Word for word, restate each of the records below.

-- Opening Marker --

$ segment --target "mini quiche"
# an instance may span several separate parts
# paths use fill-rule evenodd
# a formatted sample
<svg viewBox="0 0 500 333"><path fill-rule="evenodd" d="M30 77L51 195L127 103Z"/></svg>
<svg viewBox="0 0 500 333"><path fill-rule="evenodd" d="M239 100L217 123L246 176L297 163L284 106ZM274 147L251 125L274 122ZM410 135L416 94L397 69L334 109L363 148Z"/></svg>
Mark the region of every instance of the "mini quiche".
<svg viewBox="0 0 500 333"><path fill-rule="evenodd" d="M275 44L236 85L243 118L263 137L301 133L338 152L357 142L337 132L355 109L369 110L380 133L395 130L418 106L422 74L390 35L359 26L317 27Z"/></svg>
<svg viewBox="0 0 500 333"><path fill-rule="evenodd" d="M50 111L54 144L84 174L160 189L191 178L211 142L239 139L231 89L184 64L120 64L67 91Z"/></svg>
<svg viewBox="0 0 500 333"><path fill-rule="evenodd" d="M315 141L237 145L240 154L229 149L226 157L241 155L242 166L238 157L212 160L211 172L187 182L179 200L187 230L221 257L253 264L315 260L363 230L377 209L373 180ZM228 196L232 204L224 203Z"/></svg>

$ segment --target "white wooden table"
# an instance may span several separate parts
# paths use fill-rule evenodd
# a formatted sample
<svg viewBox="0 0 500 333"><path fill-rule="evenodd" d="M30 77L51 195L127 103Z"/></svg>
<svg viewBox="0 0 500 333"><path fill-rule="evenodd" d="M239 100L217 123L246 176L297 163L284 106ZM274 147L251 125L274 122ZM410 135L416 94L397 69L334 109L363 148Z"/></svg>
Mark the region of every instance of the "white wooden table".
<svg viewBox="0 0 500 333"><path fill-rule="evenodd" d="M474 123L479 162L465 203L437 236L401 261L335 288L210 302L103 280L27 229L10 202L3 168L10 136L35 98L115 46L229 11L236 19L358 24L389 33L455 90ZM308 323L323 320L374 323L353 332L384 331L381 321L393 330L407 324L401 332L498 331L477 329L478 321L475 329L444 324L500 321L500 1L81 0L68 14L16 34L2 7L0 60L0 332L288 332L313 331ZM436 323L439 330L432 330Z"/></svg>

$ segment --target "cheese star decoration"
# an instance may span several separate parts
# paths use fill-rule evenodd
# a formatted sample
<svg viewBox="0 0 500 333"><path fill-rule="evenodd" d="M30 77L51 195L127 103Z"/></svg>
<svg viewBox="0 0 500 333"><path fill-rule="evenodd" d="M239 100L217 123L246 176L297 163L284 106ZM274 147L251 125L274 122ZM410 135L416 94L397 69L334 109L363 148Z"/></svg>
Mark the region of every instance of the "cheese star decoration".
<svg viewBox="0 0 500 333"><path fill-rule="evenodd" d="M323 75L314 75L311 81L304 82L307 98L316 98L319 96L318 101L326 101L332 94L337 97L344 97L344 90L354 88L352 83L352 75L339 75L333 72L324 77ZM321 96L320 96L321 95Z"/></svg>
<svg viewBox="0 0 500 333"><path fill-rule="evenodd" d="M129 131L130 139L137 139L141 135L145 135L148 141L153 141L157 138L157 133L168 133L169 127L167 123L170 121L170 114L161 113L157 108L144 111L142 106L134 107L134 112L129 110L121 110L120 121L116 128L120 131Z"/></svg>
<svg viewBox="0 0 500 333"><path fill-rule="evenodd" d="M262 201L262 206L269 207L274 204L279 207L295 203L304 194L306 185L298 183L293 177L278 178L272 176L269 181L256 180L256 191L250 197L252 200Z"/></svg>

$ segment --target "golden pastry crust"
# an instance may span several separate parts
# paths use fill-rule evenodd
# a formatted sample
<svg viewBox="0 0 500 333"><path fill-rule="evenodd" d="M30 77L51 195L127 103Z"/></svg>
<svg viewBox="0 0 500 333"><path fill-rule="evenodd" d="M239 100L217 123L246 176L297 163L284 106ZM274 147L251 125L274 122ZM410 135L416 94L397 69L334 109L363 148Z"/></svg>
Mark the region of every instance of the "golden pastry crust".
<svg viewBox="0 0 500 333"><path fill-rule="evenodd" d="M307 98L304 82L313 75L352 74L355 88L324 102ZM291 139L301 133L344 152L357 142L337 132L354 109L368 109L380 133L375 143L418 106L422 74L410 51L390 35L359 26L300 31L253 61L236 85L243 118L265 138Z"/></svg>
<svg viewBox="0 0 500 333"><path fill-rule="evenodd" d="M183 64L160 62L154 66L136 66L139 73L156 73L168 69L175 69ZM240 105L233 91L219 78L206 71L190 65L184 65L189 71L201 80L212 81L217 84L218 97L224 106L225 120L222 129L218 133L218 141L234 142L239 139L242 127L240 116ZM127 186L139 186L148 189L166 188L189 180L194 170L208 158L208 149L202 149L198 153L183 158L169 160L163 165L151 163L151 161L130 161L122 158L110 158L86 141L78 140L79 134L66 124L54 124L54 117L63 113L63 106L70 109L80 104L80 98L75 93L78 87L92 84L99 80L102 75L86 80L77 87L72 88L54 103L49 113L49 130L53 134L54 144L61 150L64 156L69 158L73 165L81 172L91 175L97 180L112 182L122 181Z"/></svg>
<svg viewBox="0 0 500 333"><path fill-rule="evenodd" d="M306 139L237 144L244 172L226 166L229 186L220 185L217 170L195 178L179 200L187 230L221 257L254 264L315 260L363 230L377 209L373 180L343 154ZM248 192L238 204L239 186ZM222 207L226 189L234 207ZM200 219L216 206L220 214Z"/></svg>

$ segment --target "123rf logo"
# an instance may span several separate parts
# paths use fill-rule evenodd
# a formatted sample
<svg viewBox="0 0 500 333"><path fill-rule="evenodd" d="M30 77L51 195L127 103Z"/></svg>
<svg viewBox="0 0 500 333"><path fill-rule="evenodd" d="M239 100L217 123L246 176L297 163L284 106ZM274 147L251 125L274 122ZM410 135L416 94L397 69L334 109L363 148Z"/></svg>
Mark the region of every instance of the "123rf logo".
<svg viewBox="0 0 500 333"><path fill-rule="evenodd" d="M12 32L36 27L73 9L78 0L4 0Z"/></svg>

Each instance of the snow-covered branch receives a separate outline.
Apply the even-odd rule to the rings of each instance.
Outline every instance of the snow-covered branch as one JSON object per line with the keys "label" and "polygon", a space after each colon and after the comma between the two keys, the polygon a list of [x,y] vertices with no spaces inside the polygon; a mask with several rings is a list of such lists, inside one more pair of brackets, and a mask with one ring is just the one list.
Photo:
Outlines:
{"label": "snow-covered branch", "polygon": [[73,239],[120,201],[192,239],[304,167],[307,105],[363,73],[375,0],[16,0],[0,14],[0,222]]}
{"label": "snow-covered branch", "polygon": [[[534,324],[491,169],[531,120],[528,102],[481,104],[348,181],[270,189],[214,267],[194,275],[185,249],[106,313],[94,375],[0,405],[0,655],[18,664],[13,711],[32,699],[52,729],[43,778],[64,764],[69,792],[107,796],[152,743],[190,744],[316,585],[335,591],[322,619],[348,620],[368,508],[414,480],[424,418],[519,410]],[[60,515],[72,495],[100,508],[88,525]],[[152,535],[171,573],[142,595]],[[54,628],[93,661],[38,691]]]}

-- Closing Marker --

Response =
$ segment --target "mini quiche"
# an instance may span several separate parts
# paths use fill-rule evenodd
# a formatted sample
<svg viewBox="0 0 500 333"><path fill-rule="evenodd" d="M30 77L51 195L127 103Z"/></svg>
<svg viewBox="0 0 500 333"><path fill-rule="evenodd" d="M239 100L217 123L246 176L297 163L284 106ZM274 147L251 125L274 122ZM410 135L416 94L397 69L334 109L363 148Z"/></svg>
Mark the region of every instance of the "mini quiche".
<svg viewBox="0 0 500 333"><path fill-rule="evenodd" d="M275 44L236 85L243 118L263 137L301 133L338 152L357 142L337 132L355 109L369 110L380 133L395 130L418 106L422 74L390 35L359 26L317 27Z"/></svg>
<svg viewBox="0 0 500 333"><path fill-rule="evenodd" d="M50 111L54 144L84 174L160 189L191 178L211 142L239 139L231 89L184 64L120 64L67 91Z"/></svg>
<svg viewBox="0 0 500 333"><path fill-rule="evenodd" d="M315 141L237 145L240 154L229 149L226 157L241 155L242 166L238 157L212 160L211 172L187 182L179 200L187 230L221 257L253 264L315 260L363 230L377 209L373 180ZM228 196L232 204L224 203Z"/></svg>

$ segment --target "white wooden table"
# an instance may span several separate parts
# paths use fill-rule evenodd
# a formatted sample
<svg viewBox="0 0 500 333"><path fill-rule="evenodd" d="M30 77L51 195L127 103Z"/></svg>
<svg viewBox="0 0 500 333"><path fill-rule="evenodd" d="M239 100L217 123L246 176L297 163L284 106ZM274 147L251 125L274 122ZM410 135L416 94L397 69L334 109L363 148Z"/></svg>
Mark the region of every instance of the "white wooden table".
<svg viewBox="0 0 500 333"><path fill-rule="evenodd" d="M474 123L479 162L465 203L437 236L401 261L335 288L210 302L103 280L27 229L10 202L3 168L10 136L35 98L115 46L229 11L236 19L358 24L389 33L455 90ZM308 323L323 320L374 323L353 332L384 331L381 321L393 330L407 324L401 332L498 331L477 329L478 321L475 329L444 324L500 321L500 1L81 0L68 14L16 34L2 7L0 60L0 332L288 332L313 331ZM436 323L439 330L432 330Z"/></svg>

$ segment --target "cheese star decoration"
# an instance may span several separate parts
# paths use fill-rule evenodd
# a formatted sample
<svg viewBox="0 0 500 333"><path fill-rule="evenodd" d="M30 77L51 195L127 103Z"/></svg>
<svg viewBox="0 0 500 333"><path fill-rule="evenodd" d="M239 100L217 123L246 176L297 163L284 106ZM274 147L251 125L274 122ZM410 135L416 94L397 69L334 109L363 148Z"/></svg>
Mark the region of every instance of the "cheese star decoration".
<svg viewBox="0 0 500 333"><path fill-rule="evenodd" d="M323 75L314 75L311 81L304 82L307 98L316 98L319 96L318 101L326 101L332 94L337 97L344 97L344 90L354 88L352 83L352 75L339 75L333 72L324 77ZM321 96L320 96L321 95Z"/></svg>
<svg viewBox="0 0 500 333"><path fill-rule="evenodd" d="M129 131L130 139L137 139L141 135L145 135L148 141L153 141L157 138L157 133L168 133L169 127L167 123L170 121L170 114L161 113L157 108L144 111L142 106L134 107L134 112L129 110L121 110L120 121L116 128L120 131Z"/></svg>
<svg viewBox="0 0 500 333"><path fill-rule="evenodd" d="M262 201L262 206L269 207L274 204L279 207L295 203L304 194L306 185L298 183L293 177L278 178L272 176L269 181L256 180L256 191L250 197L252 200Z"/></svg>

$ segment --target "golden pastry crust"
# an instance may span several separate parts
# paths use fill-rule evenodd
# a formatted sample
<svg viewBox="0 0 500 333"><path fill-rule="evenodd" d="M30 77L51 195L127 103Z"/></svg>
<svg viewBox="0 0 500 333"><path fill-rule="evenodd" d="M239 100L217 123L246 176L297 163L284 106ZM274 147L251 125L274 122ZM410 135L416 94L397 69L334 109L363 148Z"/></svg>
Mark the region of every instance of the "golden pastry crust".
<svg viewBox="0 0 500 333"><path fill-rule="evenodd" d="M307 98L304 82L313 75L352 74L355 88L324 102ZM291 139L301 133L344 152L357 142L337 132L354 109L368 109L380 133L375 143L418 106L422 74L410 51L390 35L359 26L300 31L253 61L236 85L243 118L265 138Z"/></svg>
<svg viewBox="0 0 500 333"><path fill-rule="evenodd" d="M183 64L160 62L154 66L136 66L139 73L156 73L168 69L175 69ZM240 105L233 91L219 78L206 71L190 65L184 65L189 71L201 80L212 81L217 84L218 97L224 106L225 120L222 129L218 133L218 141L234 142L239 139L242 127L240 116ZM127 186L139 186L148 189L166 188L189 180L194 170L208 158L208 149L202 149L198 153L183 158L169 160L163 165L151 163L151 161L130 161L122 158L110 158L86 141L78 140L79 134L66 124L54 124L54 117L63 113L63 106L70 109L80 104L80 98L75 93L78 87L92 84L99 80L102 75L86 80L77 87L72 88L54 103L49 113L49 130L53 134L54 144L61 150L64 156L69 158L73 165L81 172L91 175L97 180L112 182L122 181Z"/></svg>
<svg viewBox="0 0 500 333"><path fill-rule="evenodd" d="M306 139L237 144L244 172L226 166L229 186L220 185L217 170L195 178L179 200L187 230L221 257L254 264L315 260L363 230L377 209L373 180L343 154ZM248 192L238 204L239 186ZM222 207L226 189L234 207ZM200 219L216 206L220 214Z"/></svg>

$ segment --target "123rf logo"
# an instance may span several separate parts
# paths use fill-rule evenodd
# a formatted sample
<svg viewBox="0 0 500 333"><path fill-rule="evenodd" d="M30 77L51 195L127 103Z"/></svg>
<svg viewBox="0 0 500 333"><path fill-rule="evenodd" d="M239 100L217 123L246 176L297 163L284 106ZM274 147L251 125L274 122ZM410 135L416 94L397 69L334 109L363 148Z"/></svg>
Mark the region of every instance of the "123rf logo".
<svg viewBox="0 0 500 333"><path fill-rule="evenodd" d="M12 32L36 27L73 9L78 0L4 0Z"/></svg>

Each instance of the snow-covered branch receives a separate outline.
Apply the even-odd rule to the rings of each instance.
Outline every instance of the snow-covered branch as one JSON object per line with the keys "label" and "polygon", a space after each colon and after the comma between the two keys, the polygon a list of [x,y] vertices with no spaces inside the polygon; a mask with several rings is a list of such lists, inside one more pair of brackets, and a mask with one ring is just the one list.
Photo:
Outlines:
{"label": "snow-covered branch", "polygon": [[73,239],[120,201],[192,239],[304,167],[307,105],[363,73],[375,0],[16,0],[0,14],[0,222]]}
{"label": "snow-covered branch", "polygon": [[[534,324],[491,169],[531,120],[528,102],[481,104],[348,181],[270,189],[214,267],[194,275],[185,249],[106,313],[94,375],[0,405],[0,655],[18,664],[13,711],[32,699],[52,729],[43,778],[64,764],[69,792],[107,796],[152,743],[190,744],[316,585],[335,591],[322,619],[348,620],[368,508],[414,480],[424,418],[519,410]],[[60,515],[72,495],[100,508],[88,525]],[[152,535],[171,573],[142,595]],[[54,628],[93,661],[38,691]]]}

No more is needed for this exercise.